Testo estratto:
□ □ □

Per questo non apprezza particolarmente giornate dedicate ed eventi sul tema?
«Non è che non le apprezzi, le rispetto, però sì, sinceramente ritengo molto più utile un impegno giornaliero e slegato da proclami od eventi. Insieme alle giornate dedicate e alle manifestazioni deve esserci un impegno costante. Io mi sento solo una persona che fa semplicemente il proprio dovere, niente di eccezionale, solo la condivisione di una testimonianza di vita. La mia è una forma di contrasto indiretta alla mafia, perché promuovere la cultura della legalità e del bene comune significa diffondere valori in contrasto alla mafia. La lotta a questo fenomeno deve coinvolgere tutti».
Da dove dobbiamo partire per fare la differenza?
«Se le nuove generazioni hanno il coraggio di urlare ogni giorno il loro no alla mafia, la mafia finirà, perché la mafia è fatta di uomini. Per combatterla non ci vogliono le conoscenze giuste, ma la giusta conoscenza, quella che si impara a scuola. La prima cosa da fare quindi è studiare, avere consapevolezza dei propri diritti e doveri, come la casa, un lavoro, la bellezza.
Sapere sempre innanzitutto che avere queste cose non deve essere una sorta di favore concesso da terzi a condizioni illecite: parliamo di diritti. Considerare uno Stato come amico e non come nemico, non cedendo all’indifferenza e denunciando quando qualcosa non va. La lotta alla mafia, come dicevo, è di tutti, non bisogna essere necessariamente dei magistrati e anche un magistrato se non è coadiuvato da una rete che lo appoggia non riesce a fare il proprio lavoro. Non basta appiccicare un bollino in negozio dicendo “io non pago il pizzo”, bisogna sempre pretendere da chi dice di lottare contro la mafia esempi concreti e azioni tangibili».

□ □ □

Attività richieste:
1 – Rispondi alle domande seguenti sull'intervista sulla lotta alla mafia:
(a) Che cosa serve per combattere la mafia, al posto delle "conoscenze giuste"?
(b) Come si descrive chi risponde, nella frase che comincia con "Io mi sento solo"?
(c) Che cosa non basta appiccicare in negozio?
2 – Traduci in inglese questa frase dell'intervista sulla lotta alla mafia: «Se le nuove generazioni hanno il coraggio di urlare ogni giorno il loro no alla mafia, la mafia finirà, perché la mafia è fatta di uomini.»
3 – Procedi con l'intervista sulla lotta alla mafia, riprendendola dopo l'ultima frase riportata.

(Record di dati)

□ □ □

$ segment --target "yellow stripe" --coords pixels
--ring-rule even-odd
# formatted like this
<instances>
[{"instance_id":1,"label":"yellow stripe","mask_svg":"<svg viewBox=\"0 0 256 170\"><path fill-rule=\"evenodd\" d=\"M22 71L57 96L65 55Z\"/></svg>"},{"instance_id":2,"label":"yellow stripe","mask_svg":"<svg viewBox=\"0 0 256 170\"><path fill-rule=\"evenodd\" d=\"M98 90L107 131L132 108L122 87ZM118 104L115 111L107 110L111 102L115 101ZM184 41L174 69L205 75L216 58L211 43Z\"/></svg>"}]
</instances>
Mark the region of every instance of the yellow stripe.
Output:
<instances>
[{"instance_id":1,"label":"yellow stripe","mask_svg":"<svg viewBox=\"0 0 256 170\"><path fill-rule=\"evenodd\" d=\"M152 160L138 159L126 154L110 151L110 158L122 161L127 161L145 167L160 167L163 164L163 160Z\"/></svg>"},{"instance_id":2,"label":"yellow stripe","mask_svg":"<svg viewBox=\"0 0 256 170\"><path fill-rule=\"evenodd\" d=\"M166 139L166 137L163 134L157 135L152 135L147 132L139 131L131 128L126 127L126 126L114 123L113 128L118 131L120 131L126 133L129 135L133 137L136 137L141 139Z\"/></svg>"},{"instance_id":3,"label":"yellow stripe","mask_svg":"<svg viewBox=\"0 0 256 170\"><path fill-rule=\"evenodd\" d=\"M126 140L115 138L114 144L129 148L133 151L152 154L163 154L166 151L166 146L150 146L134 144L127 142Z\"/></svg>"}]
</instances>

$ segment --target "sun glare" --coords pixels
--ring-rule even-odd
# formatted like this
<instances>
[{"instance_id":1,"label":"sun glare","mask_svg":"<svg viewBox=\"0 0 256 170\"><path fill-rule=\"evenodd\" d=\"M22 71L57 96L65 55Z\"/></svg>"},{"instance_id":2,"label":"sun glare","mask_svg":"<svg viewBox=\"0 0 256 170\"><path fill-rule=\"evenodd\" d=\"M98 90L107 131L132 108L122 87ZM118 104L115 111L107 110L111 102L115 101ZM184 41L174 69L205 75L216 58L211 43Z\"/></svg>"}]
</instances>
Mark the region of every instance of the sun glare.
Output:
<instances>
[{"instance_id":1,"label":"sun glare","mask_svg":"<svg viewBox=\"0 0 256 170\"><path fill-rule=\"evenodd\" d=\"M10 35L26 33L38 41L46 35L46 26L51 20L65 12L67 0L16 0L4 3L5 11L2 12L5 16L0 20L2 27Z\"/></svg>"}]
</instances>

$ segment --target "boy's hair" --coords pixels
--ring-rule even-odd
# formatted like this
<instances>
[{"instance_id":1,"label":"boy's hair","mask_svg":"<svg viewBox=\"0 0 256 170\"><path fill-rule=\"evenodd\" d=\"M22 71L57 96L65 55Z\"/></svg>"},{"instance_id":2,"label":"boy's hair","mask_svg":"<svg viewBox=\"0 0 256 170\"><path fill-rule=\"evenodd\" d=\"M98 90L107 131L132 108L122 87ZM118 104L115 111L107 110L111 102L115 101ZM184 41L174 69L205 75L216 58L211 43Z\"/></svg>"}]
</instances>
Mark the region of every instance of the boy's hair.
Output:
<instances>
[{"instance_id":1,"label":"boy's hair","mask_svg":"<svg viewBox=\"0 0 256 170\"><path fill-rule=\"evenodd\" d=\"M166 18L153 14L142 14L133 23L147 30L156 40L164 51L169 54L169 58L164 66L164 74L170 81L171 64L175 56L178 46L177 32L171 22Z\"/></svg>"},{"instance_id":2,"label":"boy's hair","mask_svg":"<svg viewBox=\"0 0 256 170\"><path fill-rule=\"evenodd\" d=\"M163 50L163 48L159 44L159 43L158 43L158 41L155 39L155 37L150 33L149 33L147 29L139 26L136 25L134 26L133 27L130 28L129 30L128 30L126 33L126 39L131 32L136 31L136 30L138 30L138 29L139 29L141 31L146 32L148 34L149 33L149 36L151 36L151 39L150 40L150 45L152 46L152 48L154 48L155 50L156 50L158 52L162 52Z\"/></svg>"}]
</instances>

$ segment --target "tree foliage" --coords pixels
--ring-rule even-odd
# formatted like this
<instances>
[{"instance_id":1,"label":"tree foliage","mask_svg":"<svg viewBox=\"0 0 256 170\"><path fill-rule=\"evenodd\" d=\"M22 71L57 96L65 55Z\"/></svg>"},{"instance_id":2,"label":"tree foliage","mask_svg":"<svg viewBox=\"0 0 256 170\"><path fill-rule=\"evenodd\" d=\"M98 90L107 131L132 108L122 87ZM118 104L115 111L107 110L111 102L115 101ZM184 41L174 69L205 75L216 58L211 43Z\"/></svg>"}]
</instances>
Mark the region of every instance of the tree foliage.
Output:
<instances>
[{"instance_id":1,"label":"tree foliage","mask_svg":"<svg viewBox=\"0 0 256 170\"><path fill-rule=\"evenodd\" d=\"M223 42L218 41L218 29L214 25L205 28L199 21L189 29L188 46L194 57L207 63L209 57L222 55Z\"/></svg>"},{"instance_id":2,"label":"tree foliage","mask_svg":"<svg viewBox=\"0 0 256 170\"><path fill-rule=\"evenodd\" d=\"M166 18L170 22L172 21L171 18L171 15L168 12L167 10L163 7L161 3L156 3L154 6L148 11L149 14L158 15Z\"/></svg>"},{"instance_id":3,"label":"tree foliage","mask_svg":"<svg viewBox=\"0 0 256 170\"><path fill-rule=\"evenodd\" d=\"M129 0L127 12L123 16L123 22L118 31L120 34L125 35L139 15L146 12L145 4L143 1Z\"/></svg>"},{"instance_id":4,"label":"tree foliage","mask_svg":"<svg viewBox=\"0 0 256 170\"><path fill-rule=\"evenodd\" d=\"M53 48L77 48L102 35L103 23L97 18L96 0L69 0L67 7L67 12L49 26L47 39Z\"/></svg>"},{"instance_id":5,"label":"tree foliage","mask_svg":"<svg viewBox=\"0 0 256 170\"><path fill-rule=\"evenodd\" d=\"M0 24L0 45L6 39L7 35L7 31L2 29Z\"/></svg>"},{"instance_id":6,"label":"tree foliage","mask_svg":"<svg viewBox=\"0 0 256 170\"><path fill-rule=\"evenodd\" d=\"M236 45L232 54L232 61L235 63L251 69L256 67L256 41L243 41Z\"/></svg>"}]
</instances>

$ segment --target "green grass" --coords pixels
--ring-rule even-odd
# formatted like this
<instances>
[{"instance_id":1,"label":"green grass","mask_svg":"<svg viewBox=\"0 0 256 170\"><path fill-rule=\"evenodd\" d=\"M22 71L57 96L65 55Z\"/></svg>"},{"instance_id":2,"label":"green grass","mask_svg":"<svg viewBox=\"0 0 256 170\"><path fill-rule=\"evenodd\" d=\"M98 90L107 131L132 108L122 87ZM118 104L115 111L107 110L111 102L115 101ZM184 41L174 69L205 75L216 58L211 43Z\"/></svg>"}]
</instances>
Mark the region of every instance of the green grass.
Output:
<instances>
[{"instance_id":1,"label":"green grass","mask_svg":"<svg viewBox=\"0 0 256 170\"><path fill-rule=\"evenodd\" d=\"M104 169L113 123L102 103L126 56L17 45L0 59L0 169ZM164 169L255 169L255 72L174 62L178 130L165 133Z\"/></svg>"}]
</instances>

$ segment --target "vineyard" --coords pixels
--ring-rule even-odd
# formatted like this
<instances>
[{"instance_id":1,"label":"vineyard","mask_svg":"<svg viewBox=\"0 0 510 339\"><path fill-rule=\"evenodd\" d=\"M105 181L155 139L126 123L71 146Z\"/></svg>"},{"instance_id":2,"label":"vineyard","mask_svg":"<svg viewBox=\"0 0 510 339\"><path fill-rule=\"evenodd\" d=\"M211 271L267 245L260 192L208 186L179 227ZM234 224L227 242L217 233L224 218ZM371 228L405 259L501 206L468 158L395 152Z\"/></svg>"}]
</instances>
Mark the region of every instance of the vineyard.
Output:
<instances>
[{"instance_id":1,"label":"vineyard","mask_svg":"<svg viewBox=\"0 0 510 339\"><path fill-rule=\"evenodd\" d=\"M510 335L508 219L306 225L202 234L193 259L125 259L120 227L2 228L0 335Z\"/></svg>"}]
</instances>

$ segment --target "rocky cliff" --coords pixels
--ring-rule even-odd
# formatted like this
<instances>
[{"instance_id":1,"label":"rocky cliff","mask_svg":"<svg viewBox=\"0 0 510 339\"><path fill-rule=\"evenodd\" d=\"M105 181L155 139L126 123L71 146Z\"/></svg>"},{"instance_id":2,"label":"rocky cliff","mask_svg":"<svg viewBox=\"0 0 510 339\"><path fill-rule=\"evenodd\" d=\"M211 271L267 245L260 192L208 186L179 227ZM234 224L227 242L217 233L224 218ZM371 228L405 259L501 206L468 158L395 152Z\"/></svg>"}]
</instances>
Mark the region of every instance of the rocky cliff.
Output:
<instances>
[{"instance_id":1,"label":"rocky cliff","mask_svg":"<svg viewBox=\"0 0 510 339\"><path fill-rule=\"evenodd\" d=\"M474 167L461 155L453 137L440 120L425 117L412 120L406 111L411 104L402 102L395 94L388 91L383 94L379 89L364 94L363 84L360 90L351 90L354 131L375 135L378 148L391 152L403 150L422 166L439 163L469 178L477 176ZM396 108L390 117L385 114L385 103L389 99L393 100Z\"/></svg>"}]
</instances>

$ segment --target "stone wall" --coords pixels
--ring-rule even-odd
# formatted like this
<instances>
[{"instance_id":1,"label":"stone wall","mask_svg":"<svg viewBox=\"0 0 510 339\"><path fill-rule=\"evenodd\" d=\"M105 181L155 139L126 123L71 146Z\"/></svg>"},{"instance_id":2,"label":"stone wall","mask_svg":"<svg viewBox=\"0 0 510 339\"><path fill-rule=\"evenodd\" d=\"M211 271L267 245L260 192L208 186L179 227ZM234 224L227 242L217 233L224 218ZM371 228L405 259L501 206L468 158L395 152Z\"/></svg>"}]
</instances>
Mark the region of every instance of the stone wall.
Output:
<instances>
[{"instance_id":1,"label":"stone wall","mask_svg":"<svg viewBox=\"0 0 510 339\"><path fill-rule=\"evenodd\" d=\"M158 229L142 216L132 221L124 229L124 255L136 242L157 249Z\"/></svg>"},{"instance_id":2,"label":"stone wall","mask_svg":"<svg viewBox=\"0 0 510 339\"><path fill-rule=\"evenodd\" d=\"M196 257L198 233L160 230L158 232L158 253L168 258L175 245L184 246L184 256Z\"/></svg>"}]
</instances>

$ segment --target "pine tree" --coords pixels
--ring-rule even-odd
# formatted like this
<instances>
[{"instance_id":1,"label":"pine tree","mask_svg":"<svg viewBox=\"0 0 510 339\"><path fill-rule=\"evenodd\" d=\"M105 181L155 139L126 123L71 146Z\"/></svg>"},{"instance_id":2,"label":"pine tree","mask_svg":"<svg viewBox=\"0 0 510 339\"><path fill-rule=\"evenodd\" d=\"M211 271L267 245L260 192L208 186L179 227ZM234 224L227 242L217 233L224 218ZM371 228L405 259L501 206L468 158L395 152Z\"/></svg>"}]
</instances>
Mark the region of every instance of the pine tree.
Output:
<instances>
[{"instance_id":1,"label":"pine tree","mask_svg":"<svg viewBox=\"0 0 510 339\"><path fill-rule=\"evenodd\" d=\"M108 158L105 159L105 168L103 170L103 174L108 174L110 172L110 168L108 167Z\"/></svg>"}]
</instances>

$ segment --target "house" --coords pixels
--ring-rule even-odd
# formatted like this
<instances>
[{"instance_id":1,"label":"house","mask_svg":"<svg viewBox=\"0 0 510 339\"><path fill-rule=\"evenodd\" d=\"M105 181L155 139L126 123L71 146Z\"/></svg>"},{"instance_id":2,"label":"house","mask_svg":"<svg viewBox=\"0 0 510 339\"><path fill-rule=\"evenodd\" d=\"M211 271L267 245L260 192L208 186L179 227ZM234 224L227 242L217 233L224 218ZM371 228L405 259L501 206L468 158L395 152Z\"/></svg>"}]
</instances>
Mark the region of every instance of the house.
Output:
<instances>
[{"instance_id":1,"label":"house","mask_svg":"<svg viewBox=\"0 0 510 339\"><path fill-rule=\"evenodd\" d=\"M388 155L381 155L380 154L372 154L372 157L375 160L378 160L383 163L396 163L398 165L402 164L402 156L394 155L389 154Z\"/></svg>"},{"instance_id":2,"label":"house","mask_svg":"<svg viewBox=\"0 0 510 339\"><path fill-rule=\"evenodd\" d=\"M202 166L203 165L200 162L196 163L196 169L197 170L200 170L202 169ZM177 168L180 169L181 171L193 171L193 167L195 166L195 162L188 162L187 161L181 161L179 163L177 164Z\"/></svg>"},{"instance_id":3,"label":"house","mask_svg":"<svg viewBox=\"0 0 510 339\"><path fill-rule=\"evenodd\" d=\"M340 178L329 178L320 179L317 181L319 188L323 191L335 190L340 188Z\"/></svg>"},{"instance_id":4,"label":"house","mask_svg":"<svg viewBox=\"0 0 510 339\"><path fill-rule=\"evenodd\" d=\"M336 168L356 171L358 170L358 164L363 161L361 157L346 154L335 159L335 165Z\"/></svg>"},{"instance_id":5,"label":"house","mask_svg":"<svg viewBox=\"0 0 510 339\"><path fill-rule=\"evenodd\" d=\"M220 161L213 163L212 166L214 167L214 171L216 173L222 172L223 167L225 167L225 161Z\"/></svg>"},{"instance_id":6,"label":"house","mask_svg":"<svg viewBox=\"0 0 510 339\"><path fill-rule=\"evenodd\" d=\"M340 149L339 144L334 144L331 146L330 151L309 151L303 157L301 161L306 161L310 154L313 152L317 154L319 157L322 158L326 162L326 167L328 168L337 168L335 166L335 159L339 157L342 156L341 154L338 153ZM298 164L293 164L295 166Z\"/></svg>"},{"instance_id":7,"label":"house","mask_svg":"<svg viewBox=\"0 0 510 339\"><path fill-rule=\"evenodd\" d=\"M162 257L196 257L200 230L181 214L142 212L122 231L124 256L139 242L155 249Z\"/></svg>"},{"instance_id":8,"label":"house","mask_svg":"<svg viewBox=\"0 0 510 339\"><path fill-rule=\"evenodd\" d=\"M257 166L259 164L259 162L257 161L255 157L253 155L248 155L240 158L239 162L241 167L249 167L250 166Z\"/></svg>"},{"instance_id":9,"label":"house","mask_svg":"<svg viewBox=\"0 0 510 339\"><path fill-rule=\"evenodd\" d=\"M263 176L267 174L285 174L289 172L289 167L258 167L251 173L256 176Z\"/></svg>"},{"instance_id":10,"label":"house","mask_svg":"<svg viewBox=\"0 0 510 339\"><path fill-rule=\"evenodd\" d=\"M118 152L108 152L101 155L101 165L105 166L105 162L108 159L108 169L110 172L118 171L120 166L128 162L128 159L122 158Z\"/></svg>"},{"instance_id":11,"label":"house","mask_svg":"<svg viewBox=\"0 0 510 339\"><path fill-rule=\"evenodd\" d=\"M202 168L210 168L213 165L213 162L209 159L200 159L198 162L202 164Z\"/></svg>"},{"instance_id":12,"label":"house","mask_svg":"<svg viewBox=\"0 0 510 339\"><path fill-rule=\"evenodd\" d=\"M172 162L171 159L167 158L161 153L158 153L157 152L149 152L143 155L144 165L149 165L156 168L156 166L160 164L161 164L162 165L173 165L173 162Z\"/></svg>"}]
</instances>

□ □ □

Soluzioni esercizio:
1 –
(a) La giusta conoscenza, quella che si impara a scuola.
(b) Come una persona che fa semplicemente il proprio dovere, niente di eccezionale.
(c) Un bollino con la scritta "io non pago il pizzo".

2 – If the new generations have the courage to shout their no to the mafia every day, the mafia will end, because the mafia is made of men.

3 –
Lei vieni dal Sud Italia, dove una grande percentuale di donne non è autonoma e non lavora, ma è una di quelle che cerca di fare la differenza: come legge questo problema?
«Si tratta sicuramente di un problema culturale. Quando le donne assumono un ruolo sul lavoro, in politica od economia sanno sempre dare una direzione innovativa alle cose.
Lo stesso ruolo lo hanno avuto anche molte donne all’interno delle organizzazioni mafiose, sia in negativo proteggendo mariti e familiari, sia in positivo mostrando tantissimo coraggio nel combatterle. Io credo che questo ruolo fondamentale che ha la donna spesso spaventi l’uomo, culturalmente spinto ad affermare su di essa la propria supremazia. È un problema difficile da scardinare, ma l’unico modo per farlo è uscire dal silenzio.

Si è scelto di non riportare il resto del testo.